## Task instructions
The records follow. Filter them to the lines that hold "below".

(Data for analysis Opens)

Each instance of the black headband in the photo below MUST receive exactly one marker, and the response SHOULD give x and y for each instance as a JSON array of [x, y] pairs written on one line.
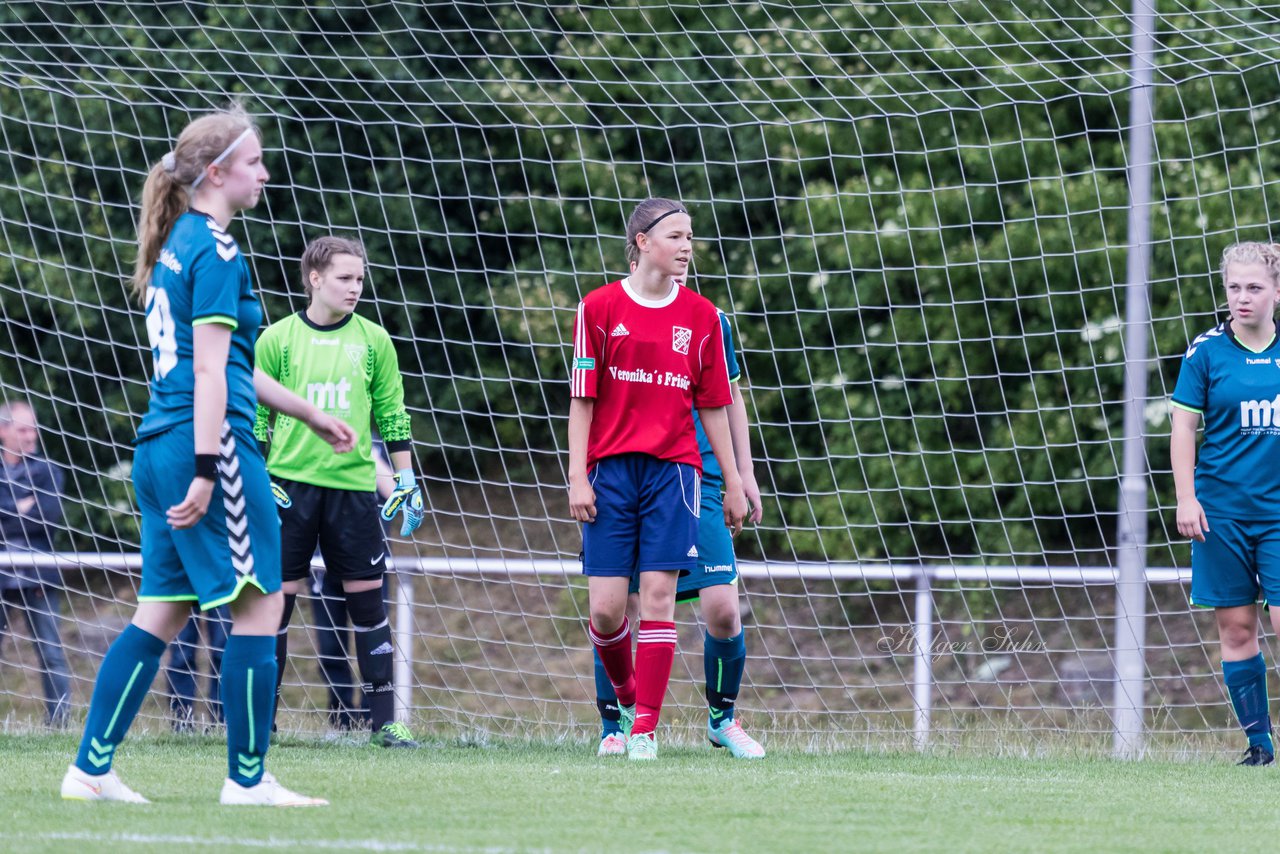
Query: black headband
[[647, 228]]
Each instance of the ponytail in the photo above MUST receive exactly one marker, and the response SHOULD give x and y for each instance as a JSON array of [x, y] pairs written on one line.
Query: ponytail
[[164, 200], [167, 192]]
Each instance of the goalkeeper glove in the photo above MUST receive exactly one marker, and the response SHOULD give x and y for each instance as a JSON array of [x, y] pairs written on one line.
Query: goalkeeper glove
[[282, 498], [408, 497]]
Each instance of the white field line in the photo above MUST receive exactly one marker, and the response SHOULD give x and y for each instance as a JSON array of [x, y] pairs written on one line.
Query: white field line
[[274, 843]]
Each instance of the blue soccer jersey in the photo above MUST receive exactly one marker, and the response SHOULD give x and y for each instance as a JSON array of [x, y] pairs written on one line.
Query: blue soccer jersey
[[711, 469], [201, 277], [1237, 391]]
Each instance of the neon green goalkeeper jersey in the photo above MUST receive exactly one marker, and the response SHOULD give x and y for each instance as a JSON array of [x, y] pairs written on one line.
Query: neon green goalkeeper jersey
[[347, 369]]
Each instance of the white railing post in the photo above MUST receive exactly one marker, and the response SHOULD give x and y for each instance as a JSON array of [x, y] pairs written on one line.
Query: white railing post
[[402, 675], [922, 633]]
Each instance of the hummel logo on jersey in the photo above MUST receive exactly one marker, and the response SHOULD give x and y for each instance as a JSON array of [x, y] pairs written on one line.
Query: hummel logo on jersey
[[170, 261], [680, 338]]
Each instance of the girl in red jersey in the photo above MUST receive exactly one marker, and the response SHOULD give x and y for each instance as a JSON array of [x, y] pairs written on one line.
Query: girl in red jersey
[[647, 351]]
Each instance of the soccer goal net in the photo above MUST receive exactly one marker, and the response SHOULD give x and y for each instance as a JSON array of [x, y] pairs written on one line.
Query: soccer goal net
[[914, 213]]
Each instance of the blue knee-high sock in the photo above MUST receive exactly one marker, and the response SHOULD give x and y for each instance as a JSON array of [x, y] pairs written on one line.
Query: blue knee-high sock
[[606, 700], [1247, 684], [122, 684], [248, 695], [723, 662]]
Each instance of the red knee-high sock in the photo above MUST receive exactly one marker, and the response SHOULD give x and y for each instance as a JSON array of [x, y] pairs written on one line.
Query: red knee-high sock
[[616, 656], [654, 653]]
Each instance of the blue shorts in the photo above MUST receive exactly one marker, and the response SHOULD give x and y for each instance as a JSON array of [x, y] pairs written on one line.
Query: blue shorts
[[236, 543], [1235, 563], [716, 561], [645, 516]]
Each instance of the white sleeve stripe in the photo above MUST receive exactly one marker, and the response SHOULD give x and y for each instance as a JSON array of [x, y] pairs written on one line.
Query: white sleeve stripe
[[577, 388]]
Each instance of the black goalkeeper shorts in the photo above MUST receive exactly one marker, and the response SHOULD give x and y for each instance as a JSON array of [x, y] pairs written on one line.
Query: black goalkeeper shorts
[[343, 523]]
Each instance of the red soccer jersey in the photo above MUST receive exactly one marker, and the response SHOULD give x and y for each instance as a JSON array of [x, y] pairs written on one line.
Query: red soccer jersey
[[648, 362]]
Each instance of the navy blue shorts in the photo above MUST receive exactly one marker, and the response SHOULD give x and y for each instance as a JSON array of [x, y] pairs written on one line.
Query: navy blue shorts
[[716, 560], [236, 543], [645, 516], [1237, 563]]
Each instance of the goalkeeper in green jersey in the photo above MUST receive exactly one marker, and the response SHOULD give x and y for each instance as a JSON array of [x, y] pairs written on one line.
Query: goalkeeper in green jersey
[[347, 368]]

(Data for analysis Closes)
(Data for analysis Opens)

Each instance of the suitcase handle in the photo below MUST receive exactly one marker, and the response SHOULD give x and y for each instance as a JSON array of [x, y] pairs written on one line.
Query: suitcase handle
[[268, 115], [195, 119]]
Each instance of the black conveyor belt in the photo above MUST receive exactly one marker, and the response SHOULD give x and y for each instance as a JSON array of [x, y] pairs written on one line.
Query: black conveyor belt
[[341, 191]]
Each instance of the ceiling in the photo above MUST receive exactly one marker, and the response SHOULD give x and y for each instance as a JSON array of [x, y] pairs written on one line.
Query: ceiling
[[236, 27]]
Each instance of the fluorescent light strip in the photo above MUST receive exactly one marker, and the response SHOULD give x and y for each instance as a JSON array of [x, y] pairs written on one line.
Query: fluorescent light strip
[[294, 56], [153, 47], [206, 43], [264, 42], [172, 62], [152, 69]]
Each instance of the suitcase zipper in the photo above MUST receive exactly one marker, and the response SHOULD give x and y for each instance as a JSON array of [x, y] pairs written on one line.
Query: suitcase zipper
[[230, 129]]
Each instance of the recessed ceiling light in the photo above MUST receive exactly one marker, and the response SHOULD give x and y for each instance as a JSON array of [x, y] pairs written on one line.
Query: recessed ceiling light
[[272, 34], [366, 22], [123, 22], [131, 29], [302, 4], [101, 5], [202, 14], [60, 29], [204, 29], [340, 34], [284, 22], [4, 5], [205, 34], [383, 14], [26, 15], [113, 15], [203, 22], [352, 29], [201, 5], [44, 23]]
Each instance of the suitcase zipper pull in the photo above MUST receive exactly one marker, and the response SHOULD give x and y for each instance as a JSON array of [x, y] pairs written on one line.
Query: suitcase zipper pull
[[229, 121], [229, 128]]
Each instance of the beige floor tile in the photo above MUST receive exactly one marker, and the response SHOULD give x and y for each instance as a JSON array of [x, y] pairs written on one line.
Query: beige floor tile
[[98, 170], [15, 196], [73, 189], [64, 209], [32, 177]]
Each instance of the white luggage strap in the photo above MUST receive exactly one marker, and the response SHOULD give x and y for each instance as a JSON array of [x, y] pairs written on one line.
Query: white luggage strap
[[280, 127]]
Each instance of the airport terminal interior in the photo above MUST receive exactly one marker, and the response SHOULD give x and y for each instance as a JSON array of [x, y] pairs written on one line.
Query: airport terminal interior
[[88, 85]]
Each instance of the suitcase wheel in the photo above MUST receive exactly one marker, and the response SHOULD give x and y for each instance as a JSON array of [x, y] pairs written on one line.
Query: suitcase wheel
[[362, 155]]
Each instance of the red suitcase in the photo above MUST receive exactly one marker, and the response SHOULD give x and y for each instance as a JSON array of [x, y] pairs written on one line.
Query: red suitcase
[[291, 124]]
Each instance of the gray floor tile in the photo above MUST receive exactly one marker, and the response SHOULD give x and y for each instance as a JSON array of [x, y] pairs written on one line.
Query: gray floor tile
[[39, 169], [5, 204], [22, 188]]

(Data for analysis Closes)

## Output
Each instance of the black headband in the photo below MUST receive exactly one marker, and the response SHOULD give x and y for each instance as a JSON array of [x, y] pairs written on one line.
Each instance of the suitcase handle in the photo below MUST receive exactly one marker, and the response SHOULD give x and y for each instance as a JSON array of [x, y] pairs written on one line.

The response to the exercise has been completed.